Exercise description
Nothing but the records themselves, exactly as written, should appear in the reply; leave out the pictures.

Image point grounding data

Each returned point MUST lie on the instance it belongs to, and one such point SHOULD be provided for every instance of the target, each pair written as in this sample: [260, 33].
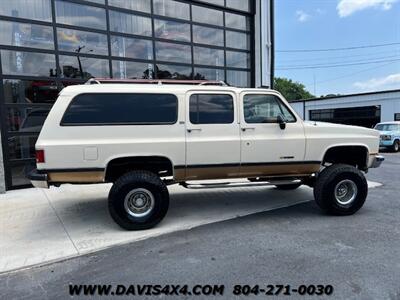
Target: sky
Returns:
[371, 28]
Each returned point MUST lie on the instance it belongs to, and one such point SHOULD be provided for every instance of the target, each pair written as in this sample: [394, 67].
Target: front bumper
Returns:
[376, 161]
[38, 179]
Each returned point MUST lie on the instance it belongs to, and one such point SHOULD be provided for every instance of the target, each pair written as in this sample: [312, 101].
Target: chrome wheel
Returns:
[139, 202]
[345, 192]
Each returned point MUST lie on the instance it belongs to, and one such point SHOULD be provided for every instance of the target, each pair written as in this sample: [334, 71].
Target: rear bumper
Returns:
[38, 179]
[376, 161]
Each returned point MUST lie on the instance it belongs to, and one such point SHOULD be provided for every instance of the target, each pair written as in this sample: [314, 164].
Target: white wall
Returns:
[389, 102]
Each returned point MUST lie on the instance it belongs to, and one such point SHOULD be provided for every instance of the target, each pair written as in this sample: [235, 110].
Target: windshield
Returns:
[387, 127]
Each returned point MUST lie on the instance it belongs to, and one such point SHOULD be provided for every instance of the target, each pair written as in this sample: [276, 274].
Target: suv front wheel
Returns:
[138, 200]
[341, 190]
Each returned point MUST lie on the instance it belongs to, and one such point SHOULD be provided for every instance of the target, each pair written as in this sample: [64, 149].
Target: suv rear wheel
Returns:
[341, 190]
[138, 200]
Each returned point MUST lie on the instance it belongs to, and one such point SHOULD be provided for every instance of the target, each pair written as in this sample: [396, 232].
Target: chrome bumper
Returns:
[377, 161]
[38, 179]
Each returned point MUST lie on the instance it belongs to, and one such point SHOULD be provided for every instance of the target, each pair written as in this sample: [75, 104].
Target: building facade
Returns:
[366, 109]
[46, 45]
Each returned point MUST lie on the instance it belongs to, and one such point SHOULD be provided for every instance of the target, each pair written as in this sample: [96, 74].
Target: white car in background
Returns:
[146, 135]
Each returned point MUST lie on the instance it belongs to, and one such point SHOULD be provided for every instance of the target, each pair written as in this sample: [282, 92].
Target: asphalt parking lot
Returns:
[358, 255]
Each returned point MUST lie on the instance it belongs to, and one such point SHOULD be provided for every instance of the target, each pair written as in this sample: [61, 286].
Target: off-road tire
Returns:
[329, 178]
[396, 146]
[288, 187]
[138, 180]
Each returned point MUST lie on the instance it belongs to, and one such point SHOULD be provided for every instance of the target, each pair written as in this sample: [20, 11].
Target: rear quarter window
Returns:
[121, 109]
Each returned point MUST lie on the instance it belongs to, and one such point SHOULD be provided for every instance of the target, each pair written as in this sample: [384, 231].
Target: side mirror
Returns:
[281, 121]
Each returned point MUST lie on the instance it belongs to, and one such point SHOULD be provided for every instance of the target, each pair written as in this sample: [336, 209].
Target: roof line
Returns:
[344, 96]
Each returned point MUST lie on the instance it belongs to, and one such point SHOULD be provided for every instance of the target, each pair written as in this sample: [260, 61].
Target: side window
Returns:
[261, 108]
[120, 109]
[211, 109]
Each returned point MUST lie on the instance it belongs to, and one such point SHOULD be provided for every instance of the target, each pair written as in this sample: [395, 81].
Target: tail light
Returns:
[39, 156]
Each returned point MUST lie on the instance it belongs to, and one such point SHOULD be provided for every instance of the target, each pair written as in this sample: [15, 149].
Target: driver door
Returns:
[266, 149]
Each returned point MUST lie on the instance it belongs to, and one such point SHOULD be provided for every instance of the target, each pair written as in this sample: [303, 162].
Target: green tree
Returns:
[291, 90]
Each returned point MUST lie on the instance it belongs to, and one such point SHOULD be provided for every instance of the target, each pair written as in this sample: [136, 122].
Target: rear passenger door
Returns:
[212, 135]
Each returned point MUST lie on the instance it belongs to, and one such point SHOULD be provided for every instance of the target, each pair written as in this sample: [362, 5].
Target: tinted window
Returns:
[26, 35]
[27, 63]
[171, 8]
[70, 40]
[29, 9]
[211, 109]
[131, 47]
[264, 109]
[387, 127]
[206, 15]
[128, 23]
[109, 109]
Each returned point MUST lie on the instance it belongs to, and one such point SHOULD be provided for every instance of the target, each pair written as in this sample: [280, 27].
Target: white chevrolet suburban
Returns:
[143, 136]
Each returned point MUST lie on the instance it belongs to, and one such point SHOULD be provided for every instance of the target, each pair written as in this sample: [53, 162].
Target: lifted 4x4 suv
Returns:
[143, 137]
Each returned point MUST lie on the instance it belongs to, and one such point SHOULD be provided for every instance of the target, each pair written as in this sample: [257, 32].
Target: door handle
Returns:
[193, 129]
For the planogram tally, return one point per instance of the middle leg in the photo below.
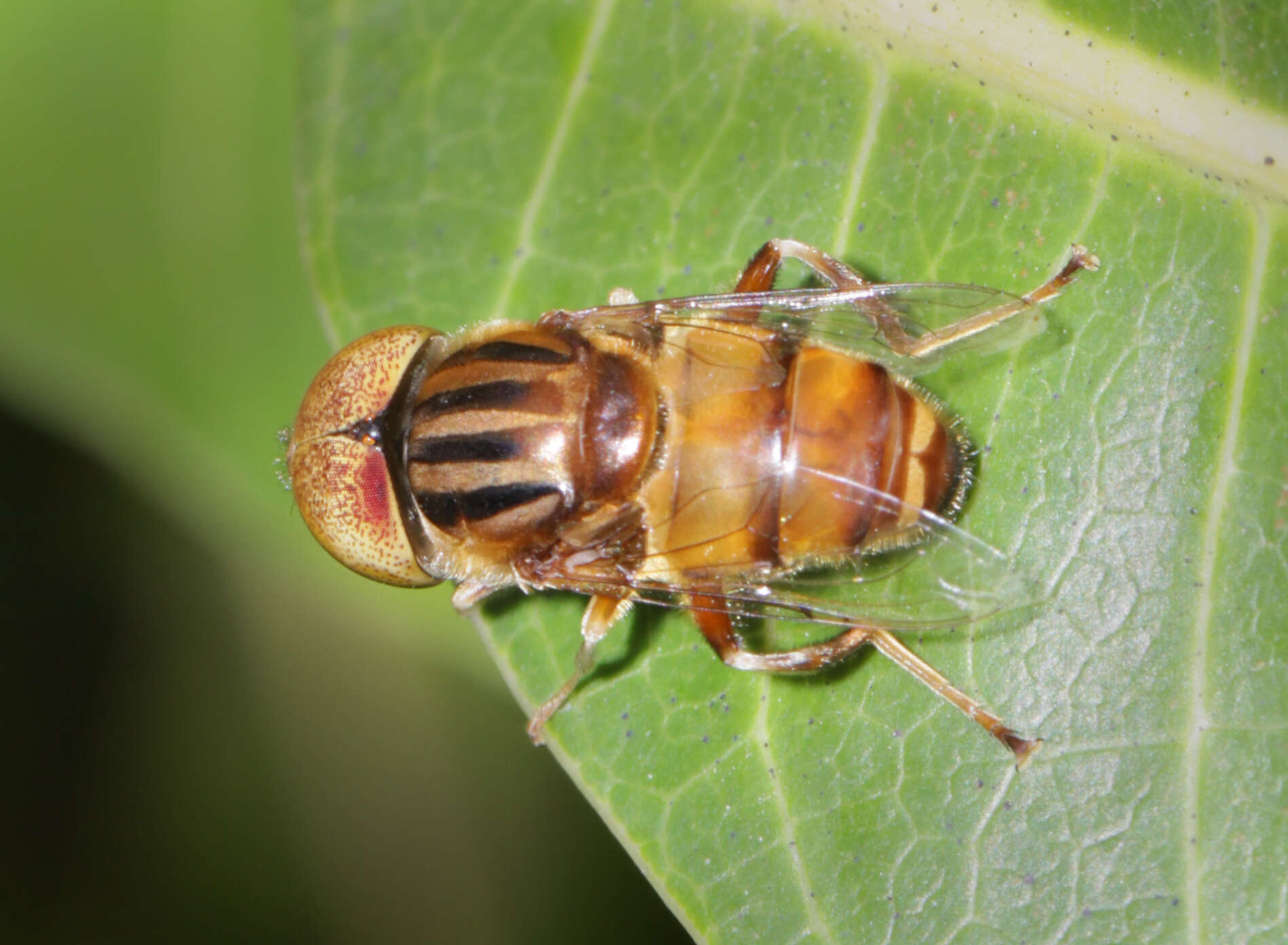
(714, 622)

Response box
Each returned point MUST lie on the instance it belongs to, and one such point SHOULD be provided for every instance of the target, each pair written as in this sample: [260, 33].
Target: sky
Returns:
[371, 28]
Each returned point MUST lie on the instance it belongs to, and one such point SHOULD be provided for every instance of the target, each pair written as in this sample: [394, 67].
Target: front bumper
Returns:
[376, 161]
[38, 179]
Each returned point MUST lie on the instance it belongs to, and one such point SHOULD be provided for every instance of the target, each pair written as in this sample: [312, 101].
Target: chrome wheel
Returns:
[139, 202]
[345, 192]
Each returned point MUST lie on the instance it belongs to, and one such point SHOULD be provided for every instance of the target, each pair written as in this sample: [334, 71].
Target: rear bumper
Returns:
[38, 179]
[376, 161]
Each returned point MUST lie on the instance it belongs to, and one such point SHOULD be provided for every instance of the target, each pair written as in this sample: [314, 164].
Target: white wall
Returns:
[389, 102]
Each returned point MUST lie on the instance it belongs to, and one such point SHOULD be provided for every instance of the target, each pair written as in this sample: [235, 110].
Target: windshield
Returns:
[387, 127]
Each returned point MUST lie on the instance it belongs to, and one such point SHOULD be provided for every instance of the target, each pair written as in this sample: [276, 274].
Target: suv front wheel
Returns:
[138, 200]
[341, 190]
Each returned point MUST lie on the instance it belongs to, and one such point SHOULD be provided for every instance of the target, each pair written as in this sample: [64, 149].
Target: suv rear wheel
Returns:
[341, 190]
[138, 200]
Each returned point MUST lie on the instance it belongs to, and one such point SHOULD be provided for every instance of the target, each pair written as in this sample: [396, 232].
Target: chrome bumper
Returns:
[377, 161]
[38, 179]
Each returned point MUST lie on the instance it belongs to, and one such point SHOULD be provided for every instance of the target, each pair written as in this sample: [75, 104].
Target: building facade
Returns:
[366, 109]
[46, 45]
Each returned point MUST lie on the instance it belongs to, and one such point SHOULD be provided for every instance of the target, each pair written as in this sample: [96, 74].
Target: white car in background
Returns:
[146, 135]
Each returned point MUST lie on the instance it belongs to, and one such point SHOULD be provided for every instance of the target, each pair written as in this sample: [282, 92].
Target: asphalt parking lot
Returns:
[358, 255]
Each returned point MUST lie on the instance it belongs to, and one such point SHOULD be provided for every instance of the target, each pair written as in this sample: [61, 286].
Target: off-road tire
Returns:
[329, 178]
[396, 146]
[288, 187]
[138, 180]
Each returned point MUST lie on the instance it belongs to, and one such point SHOULD be provided for every instance of the target, each pair written as in this sample: [20, 11].
Target: rear quarter window
Returns:
[121, 109]
Each returned point MUST lie on the instance it belongs to, and one such point SHOULD be provided for every instance of the target, each pair written as in this sample: [384, 231].
Target: side mirror
Returns:
[281, 121]
Each returned point MUST lie on the instance it belongs to, and one such point SHOULD be provided for every instance of the target, each pair written as in this sample: [336, 209].
Target: roof line
Returns:
[344, 96]
Each returned point MUST lie on the instance it belongs to, and one such point SHOULD be provided for every instance of the target, each pair written as in this sample: [260, 61].
Target: side window
Returns:
[261, 108]
[120, 109]
[211, 109]
Each returned point MUST lie on the instance it belongs to, and one such point SHOULD be provided for every instance of the target, each pair written as in this sample: [395, 81].
Target: tail light
Returns:
[39, 156]
Each returned point MUST lie on the instance it belongs to, and one such point SHOULD be provided for every instance of the target, each pair written as in this sample: [15, 149].
Target: driver door
Returns:
[266, 149]
Each returned point MUST lie on the instance it belongs to, and one such point SHOULD be provided for every instance of the target, each pair written as in this sample: [303, 162].
Target: green tree
Returns:
[291, 90]
Each returned point MUST lie on the instance it belongs to, and one such point SHOULD be provided for every instance of the target, each pair written as in this sample: [136, 122].
Target: rear passenger door
Returns:
[212, 135]
Each returned point MUST lie on the instance it belongs to, and one such point SHOULD be provided for every instance of the target, each pair written as in this sample: [362, 5].
Target: tinted window
Returns:
[26, 35]
[27, 63]
[171, 8]
[70, 40]
[29, 9]
[211, 109]
[131, 47]
[264, 109]
[387, 127]
[206, 15]
[128, 23]
[109, 109]
Each returned point MUST lie on the instance it belongs to, and one such point SHOULD be provided for every instance of the target, each pair written as in this sample: [280, 27].
Target: white chevrolet suburban
Returns:
[143, 136]
Each returned point MUST lie on the instance it belongs to, and one such point SHOULD be provided for every instance of the target, each pair written as in this sample: [53, 162].
Target: lifted 4x4 suv
Returns:
[143, 137]
Each returned point MUST lie on the instance it belongs to, and one such point SHOULD be provided for every instance of the target, each pair written as in this sample: [257, 32].
Target: door handle
Returns:
[193, 129]
For the planogram tally, return one point per instance of the middle leg in the photo below.
(714, 622)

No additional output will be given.